Page extract: Begin
The TDRS system also allowed ground controllers to maintain contact with Discovery during its re-entry blackout period when ionized gases prevent normal communications with the ground--the first time such contact has been achieved.

With the tracking system complete, Truly said, “Now the fun begins,” referring to a series of science-oriented missions NASA has planned. In April, the orbiter Atlantis will launch the $530-million Magellan probe to Venus, which will use radar to map 80% of the planet’s surface. Other planned scientific missions include the Galileo mission to Jupiter, the Ulysses mission to orbit the sun and the launch of the Hubble Space Telescope and the Gamma Ray Observatory.

NASA will also launch Department of Defense payloads in two classified shuttle missions this summer.

Experiment With Rats

After the landing, four crippled rats who were aboard Discovery, as well as four others in a control group kept on the ground, were killed with injections of sodium pentobarbital. A non-weight-bearing bone in one hind leg of each rat was severed before launch in the experiment to learn how fast bones heal in the weightlessness of space compared to Earth.
Page extract: End
Given information: Begin
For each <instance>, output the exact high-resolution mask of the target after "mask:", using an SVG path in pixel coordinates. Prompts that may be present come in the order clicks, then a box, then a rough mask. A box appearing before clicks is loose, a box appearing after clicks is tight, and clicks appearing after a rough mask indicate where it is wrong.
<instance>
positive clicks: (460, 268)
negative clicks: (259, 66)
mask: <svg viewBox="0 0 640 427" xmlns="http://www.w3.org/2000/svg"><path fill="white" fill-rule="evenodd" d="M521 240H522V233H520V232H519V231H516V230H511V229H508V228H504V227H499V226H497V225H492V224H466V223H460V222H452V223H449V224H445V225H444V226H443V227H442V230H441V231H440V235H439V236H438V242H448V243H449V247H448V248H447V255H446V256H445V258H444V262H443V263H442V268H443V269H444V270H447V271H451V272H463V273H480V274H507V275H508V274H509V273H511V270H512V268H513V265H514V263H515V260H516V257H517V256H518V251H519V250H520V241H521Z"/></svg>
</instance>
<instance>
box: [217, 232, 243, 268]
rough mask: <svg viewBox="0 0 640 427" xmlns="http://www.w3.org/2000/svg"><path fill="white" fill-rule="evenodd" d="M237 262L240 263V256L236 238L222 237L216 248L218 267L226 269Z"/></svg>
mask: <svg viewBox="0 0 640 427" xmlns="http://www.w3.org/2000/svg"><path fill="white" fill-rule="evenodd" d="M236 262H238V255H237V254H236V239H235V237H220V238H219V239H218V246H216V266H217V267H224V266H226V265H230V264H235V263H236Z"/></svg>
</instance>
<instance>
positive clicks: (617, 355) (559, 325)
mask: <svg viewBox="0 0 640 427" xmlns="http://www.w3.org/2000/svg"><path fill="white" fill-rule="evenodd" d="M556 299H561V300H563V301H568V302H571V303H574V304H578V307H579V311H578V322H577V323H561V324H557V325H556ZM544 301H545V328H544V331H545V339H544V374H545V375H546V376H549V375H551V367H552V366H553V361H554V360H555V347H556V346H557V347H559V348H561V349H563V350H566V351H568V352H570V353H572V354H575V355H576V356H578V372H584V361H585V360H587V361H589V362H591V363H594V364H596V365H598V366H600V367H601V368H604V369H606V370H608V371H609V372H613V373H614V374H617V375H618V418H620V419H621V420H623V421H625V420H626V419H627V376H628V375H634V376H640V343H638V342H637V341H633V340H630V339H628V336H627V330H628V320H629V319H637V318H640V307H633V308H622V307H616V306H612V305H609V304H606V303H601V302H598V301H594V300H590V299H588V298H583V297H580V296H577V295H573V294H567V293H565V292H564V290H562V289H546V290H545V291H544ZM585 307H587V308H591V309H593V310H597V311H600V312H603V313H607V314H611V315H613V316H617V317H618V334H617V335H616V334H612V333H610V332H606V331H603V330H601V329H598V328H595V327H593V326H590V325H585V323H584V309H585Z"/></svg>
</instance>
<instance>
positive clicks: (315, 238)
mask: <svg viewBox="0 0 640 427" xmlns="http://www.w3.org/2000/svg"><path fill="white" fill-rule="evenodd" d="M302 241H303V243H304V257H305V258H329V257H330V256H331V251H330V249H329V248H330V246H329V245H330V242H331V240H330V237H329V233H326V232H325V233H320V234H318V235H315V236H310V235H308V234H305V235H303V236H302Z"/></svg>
Given information: End
Tasks:
A - Copy out the records word for word, everything from the top of the records down to the line containing "negative clicks: (259, 66)", with both of those lines included.
B - Continue the news report on the Discovery shuttle mission from where it stops.

Outputs by task:
A -
For each <instance>, output the exact high-resolution mask of the target after "mask:", using an SVG path in pixel coordinates. Prompts that may be present come in the order clicks, then a box, then a rough mask. A box appearing before clicks is loose, a box appearing after clicks is tight, and clicks appearing after a rough mask indicate where it is wrong.
<instance>
positive clicks: (460, 268)
negative clicks: (259, 66)

B -
The estimated 450,000 people who viewed the landing was second in size only to the 500,000 who viewed the July 4, 1982, landing of Columbia, the fourth shuttle mission, which was also attended by then-President Ronald Reagan. NASA officials had predicted only 200,000 would attend this weekend, about the same number who had viewed the first post-Challenger landing last October. Many of the visitors said they would not have been able to attend had the landing not been on a Saturday.